[start Source text]
On Mon, May 20, 2019 at 10:27 AM Feng Xue OS
<f...@os.amperecomputing.com> wrote:
>
>
> >>
> >> IIUC that was slightly different: "This option tells the loop optimizer to
> >> assume that loop indices do not overflow, and that loops with nontrivial
> >> exit condition are not infinite."
> >>
> >> The assumption on indices looks unsafe indeed if it applied to unsigned
> >> indices in non-empty loops.
>
> > The question is of couse what a "nontrivial exit condition" is.  Indeed
> > the general handling of unsigned wrapping was what made the option
> > useless in practice.
>
> > But we thoroughly need to specify "nontrivial exit condition", if going
> > as far as non-constant exit condition, that is, only do {} while (1) is 
> > required
> > to be detected as infinite then this breaks down to unsigned wrapping IVs
> > not be infinite.  Otherwise it requires the compiler to be able to correctly
> > analyze all unsigned IVs which I know we do not at the moment (SCEV
> > has limits).
>
> > So - any suggestion as to how define "nontrivial exit condition"?
>
> >>
> >> Why exactly are we trying so hard to preserve no-side-effect, infinite
> >> loops? What are they good for? Note that reading an atomic or volatile
> >> variable counts as a side effect for this purpose. It looks like some kind
> >> of busy waiting, but without checking a flag, so it can only be stopped by
> >> some external action (say a signal), so if the OS has any notion of sleep
> >> for a thread, blocking would be better. Or maybe it is running through a
> >> circular list, ensuring that it stays in RAM? Anyway it seems specific
> >> enough that that strange code should be the one needing an annotation.
[end Source text]
[start Stored rows]
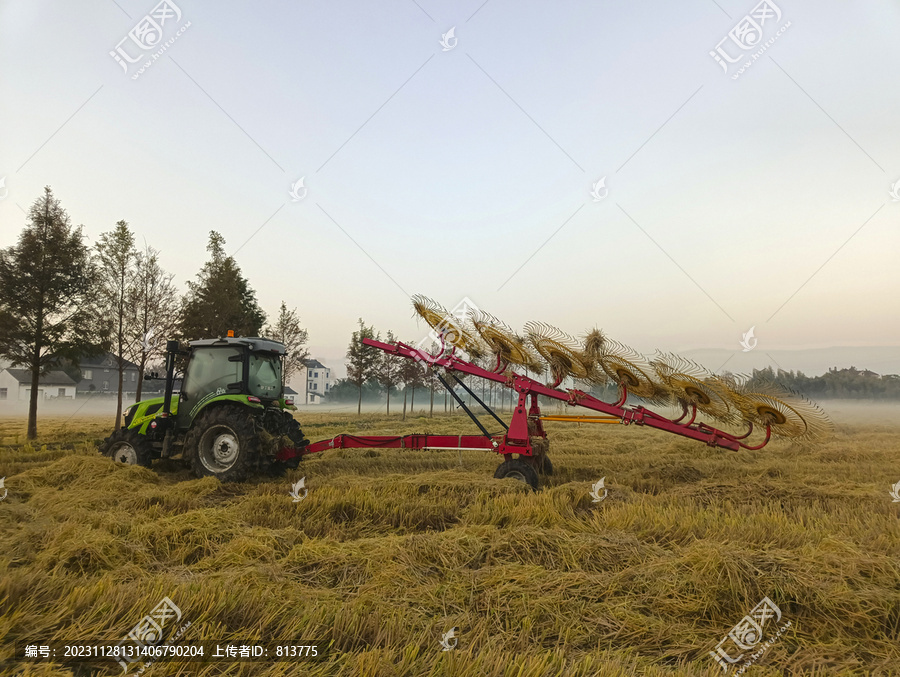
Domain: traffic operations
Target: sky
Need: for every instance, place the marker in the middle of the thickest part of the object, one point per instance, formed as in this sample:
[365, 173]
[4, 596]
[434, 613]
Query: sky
[578, 163]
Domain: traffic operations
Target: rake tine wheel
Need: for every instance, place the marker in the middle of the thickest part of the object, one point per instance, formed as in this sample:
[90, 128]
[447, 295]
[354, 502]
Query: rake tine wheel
[561, 352]
[692, 385]
[631, 372]
[452, 330]
[786, 413]
[504, 343]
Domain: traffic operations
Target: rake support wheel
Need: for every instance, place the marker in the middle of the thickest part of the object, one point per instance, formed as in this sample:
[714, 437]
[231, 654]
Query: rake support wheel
[519, 470]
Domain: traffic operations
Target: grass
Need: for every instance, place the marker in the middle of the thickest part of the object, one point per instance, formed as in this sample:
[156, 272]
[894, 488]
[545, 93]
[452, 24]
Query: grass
[391, 548]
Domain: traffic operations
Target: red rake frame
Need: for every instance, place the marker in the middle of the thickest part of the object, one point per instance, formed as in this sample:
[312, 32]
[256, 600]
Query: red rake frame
[524, 437]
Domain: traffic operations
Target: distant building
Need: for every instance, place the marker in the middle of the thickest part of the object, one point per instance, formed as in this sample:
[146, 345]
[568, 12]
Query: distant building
[318, 381]
[101, 374]
[15, 385]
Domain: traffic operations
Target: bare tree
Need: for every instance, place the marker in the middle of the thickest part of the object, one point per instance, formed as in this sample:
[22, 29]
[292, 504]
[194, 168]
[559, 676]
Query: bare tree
[288, 331]
[362, 362]
[116, 254]
[153, 303]
[388, 371]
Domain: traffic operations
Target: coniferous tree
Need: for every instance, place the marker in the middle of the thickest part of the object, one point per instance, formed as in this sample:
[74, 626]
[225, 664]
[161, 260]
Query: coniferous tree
[221, 299]
[362, 364]
[49, 310]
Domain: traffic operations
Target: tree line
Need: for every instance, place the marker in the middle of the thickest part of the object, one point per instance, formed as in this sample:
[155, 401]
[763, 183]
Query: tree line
[62, 301]
[848, 383]
[376, 376]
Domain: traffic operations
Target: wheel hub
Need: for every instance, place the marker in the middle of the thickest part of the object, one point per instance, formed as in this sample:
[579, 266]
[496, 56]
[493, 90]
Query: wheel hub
[125, 453]
[219, 449]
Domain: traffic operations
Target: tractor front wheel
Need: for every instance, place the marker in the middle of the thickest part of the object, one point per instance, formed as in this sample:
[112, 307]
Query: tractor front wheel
[223, 443]
[129, 447]
[518, 469]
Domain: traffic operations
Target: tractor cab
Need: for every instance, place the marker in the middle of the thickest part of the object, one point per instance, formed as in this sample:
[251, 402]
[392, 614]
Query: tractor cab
[229, 417]
[245, 369]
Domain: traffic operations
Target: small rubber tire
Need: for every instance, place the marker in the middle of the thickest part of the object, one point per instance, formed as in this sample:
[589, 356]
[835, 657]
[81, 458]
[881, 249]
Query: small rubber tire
[223, 443]
[128, 446]
[278, 468]
[544, 466]
[518, 469]
[295, 433]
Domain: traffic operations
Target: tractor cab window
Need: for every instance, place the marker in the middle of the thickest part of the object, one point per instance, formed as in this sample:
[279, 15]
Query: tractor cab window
[211, 370]
[265, 375]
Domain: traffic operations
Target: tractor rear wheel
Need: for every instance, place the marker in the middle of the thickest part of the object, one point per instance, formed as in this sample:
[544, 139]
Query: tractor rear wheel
[518, 469]
[129, 447]
[223, 443]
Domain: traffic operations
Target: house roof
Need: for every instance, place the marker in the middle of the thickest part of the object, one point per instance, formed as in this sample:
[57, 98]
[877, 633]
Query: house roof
[54, 378]
[104, 361]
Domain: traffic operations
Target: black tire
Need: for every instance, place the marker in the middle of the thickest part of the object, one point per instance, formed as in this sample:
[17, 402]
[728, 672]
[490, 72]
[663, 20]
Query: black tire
[543, 465]
[223, 443]
[129, 447]
[295, 434]
[518, 469]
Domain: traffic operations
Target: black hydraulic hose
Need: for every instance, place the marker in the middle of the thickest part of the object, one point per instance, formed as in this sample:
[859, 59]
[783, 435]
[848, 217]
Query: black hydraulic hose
[478, 399]
[465, 408]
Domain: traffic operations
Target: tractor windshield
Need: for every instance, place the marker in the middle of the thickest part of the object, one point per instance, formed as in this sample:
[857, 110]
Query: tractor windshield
[265, 375]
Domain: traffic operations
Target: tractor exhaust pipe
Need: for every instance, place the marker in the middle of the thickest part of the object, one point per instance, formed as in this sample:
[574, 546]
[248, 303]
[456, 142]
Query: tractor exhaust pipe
[171, 352]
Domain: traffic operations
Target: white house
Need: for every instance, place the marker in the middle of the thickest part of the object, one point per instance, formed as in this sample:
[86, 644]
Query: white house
[15, 385]
[318, 381]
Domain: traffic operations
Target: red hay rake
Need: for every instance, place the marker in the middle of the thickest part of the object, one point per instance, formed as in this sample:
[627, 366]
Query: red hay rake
[597, 360]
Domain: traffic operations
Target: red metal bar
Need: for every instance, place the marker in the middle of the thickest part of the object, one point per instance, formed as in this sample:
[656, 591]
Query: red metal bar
[414, 441]
[518, 431]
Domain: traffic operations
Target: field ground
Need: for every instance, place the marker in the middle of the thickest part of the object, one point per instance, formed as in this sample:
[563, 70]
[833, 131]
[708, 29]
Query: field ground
[391, 548]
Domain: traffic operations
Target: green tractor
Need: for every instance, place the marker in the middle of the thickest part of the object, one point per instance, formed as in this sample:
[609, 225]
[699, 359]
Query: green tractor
[229, 419]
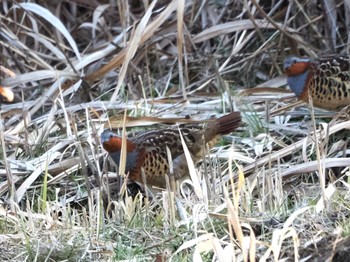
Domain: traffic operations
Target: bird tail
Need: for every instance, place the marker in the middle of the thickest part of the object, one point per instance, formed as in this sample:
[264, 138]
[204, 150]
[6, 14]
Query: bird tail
[228, 123]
[end Stored rows]
§ Required task 1
From the loop-optimization email, quote the passage from "On Mon, May" to "in non-empty loops.".
§ Required task 2
According to the loop-optimization email, what kind of read counts as a side effect for the purpose being discussed?

§ Task solution 1
On Mon, May 20, 2019 at 10:27 AM Feng Xue OS
<f...@os.amperecomputing.com> wrote:
>
>
> >>
> >> IIUC that was slightly different: "This option tells the loop optimizer to
> >> assume that loop indices do not overflow, and that loops with nontrivial
> >> exit condition are not infinite."
> >>
> >> The assumption on indices looks unsafe indeed if it applied to unsigned
> >> indices in non-empty loops.

§ Task solution 2
Reading an atomic or volatile variable.